* _Apply what you read_:
(A) In the Earth Day article, swap "Bullitt Foundation" for "foundation" and give back the part that opens with the words containing "In honor of" and closes with "Seattle-based Bullitt Foundation since 1992.".
(B) Condense the paragraph in the Earth Day article that begins "It’s not often you meet someone" into a shorter version that keeps its main facts.

* _Extract to read_:

++++++++++

Earth Day Turns 50

Denis Hayes: Known for leading the first Earth Day and heading the Bullitt Foundation
March 1, 2020 at 8:07 p.m. | Updated March 7, 2022 at 12:00 a.m.
Denis Hayes is best known for organizing the first Earth Day, which is now recognized in 192 countries and is considered the world’s largest observed secular holiday. Denis has headed Seattle’s Bullitt Foundation since 1992. Photo courtesy the Bullitt Foundation.
Denis Hayes is best known for organizing the first Earth Day, which is now recognized in 192 countries and is considered the world’s largest observed secular holiday. Denis has headed Seattle’s Bullitt Foundation since 1992. Photo courtesy the Bullitt Foundation.

By Adam Conley

 In honor of the 50th Anniversary Celebration of Earth Day on April 22, this article has been updated from the original, published in the April 2014 edition of Northwest Prime Time.

It’s not often you meet someone who says they face each day excited about the work that lies before them. So it is with Denis Hayes, prominent environmental activist, national coordinator of the first Earth Day and president of the Seattle-based Bullitt Foundation since 1992.

“I have the gigantic good fortune to get up in the morning and work on something I care about,” proclaims Denis with infectious enthusiasm.

To engage Denis Hayes in conversation is to enter into his world for a moment and become inspired by the many things that clearly light his fire. This articulate, intelligent, thoughtful man speaks with passion and conviction that both compels and energizes.

++++++++++

* _Given data_:

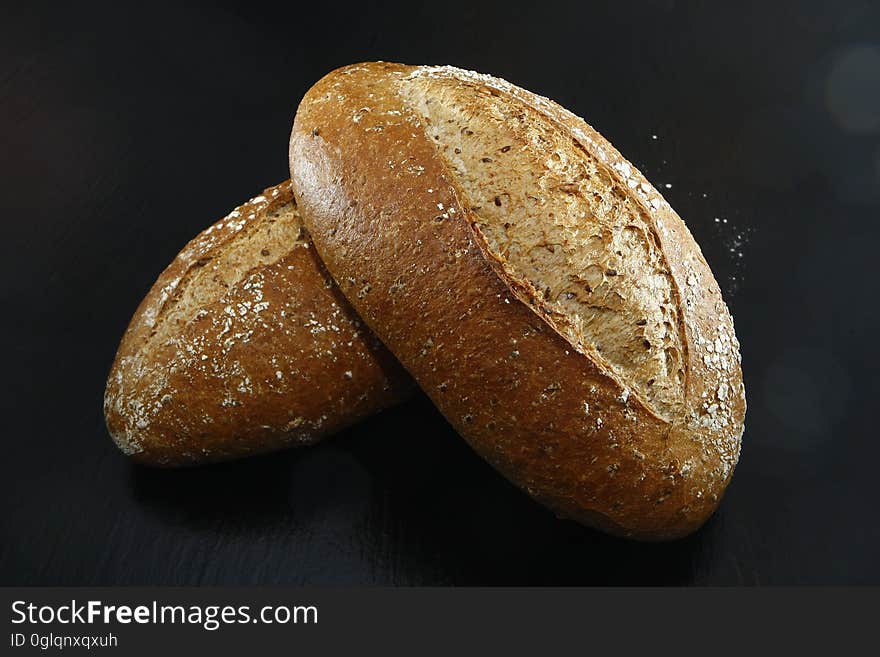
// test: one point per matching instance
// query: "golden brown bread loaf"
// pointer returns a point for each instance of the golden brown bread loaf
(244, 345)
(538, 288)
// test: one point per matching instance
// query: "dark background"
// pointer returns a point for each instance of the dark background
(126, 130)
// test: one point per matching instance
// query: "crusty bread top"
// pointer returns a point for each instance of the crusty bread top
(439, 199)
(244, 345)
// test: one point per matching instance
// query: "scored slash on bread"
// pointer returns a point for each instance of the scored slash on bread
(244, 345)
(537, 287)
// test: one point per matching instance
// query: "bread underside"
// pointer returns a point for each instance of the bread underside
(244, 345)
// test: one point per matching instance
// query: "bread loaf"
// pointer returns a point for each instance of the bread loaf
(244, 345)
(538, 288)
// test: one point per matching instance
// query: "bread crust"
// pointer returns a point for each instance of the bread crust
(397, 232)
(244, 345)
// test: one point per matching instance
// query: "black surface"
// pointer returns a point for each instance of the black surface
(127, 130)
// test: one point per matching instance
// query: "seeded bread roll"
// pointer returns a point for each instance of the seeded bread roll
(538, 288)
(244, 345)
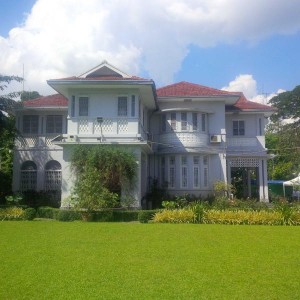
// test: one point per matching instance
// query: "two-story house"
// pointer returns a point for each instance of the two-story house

++++++++++

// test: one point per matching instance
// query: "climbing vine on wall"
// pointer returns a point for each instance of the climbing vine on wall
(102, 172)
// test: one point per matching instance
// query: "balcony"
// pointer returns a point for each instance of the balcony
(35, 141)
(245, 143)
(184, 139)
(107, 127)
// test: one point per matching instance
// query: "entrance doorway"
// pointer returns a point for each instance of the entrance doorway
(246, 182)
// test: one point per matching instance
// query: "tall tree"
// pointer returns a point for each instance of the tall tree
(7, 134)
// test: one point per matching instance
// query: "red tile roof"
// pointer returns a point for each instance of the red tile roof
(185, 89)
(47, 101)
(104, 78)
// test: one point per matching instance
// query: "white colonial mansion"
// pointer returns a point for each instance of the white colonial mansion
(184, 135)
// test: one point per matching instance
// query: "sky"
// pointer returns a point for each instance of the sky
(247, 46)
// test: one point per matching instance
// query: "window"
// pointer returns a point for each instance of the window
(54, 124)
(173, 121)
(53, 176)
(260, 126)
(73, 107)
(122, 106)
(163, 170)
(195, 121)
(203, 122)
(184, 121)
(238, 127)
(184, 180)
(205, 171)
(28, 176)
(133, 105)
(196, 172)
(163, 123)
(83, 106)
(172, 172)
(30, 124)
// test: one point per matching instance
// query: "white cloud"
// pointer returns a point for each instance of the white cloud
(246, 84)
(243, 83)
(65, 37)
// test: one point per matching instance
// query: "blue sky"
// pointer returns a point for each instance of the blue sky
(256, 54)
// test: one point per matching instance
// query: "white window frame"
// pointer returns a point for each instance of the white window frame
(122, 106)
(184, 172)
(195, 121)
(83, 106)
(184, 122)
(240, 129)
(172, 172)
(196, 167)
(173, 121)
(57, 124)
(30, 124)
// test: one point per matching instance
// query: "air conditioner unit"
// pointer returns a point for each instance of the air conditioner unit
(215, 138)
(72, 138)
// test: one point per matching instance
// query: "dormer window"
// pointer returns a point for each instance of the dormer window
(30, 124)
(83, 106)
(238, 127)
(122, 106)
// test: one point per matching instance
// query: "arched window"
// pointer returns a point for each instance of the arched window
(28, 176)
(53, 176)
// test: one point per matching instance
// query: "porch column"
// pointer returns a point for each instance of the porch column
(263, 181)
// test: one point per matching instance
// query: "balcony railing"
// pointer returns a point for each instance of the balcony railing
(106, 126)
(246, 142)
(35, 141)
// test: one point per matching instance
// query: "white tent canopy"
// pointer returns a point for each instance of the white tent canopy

++++++++++

* _Answers to the exercises_:
(A)
In honor of the 50th Anniversary Celebration of Earth Day on April 22, this article has been updated from the original, published in the April 2014 edition of Northwest Prime Time.

It’s not often you meet someone who says they face each day excited about the work that lies before them. So it is with Denis Hayes, prominent environmental activist, national coordinator of the first Earth Day and president of the Seattle-based foundation since 1992.

(B) Denis Hayes, a prominent environmental activist who coordinated the first Earth Day nationally and has led Seattle's Bullitt Foundation as president since 1992, is that rare person who wakes up excited about the work ahead.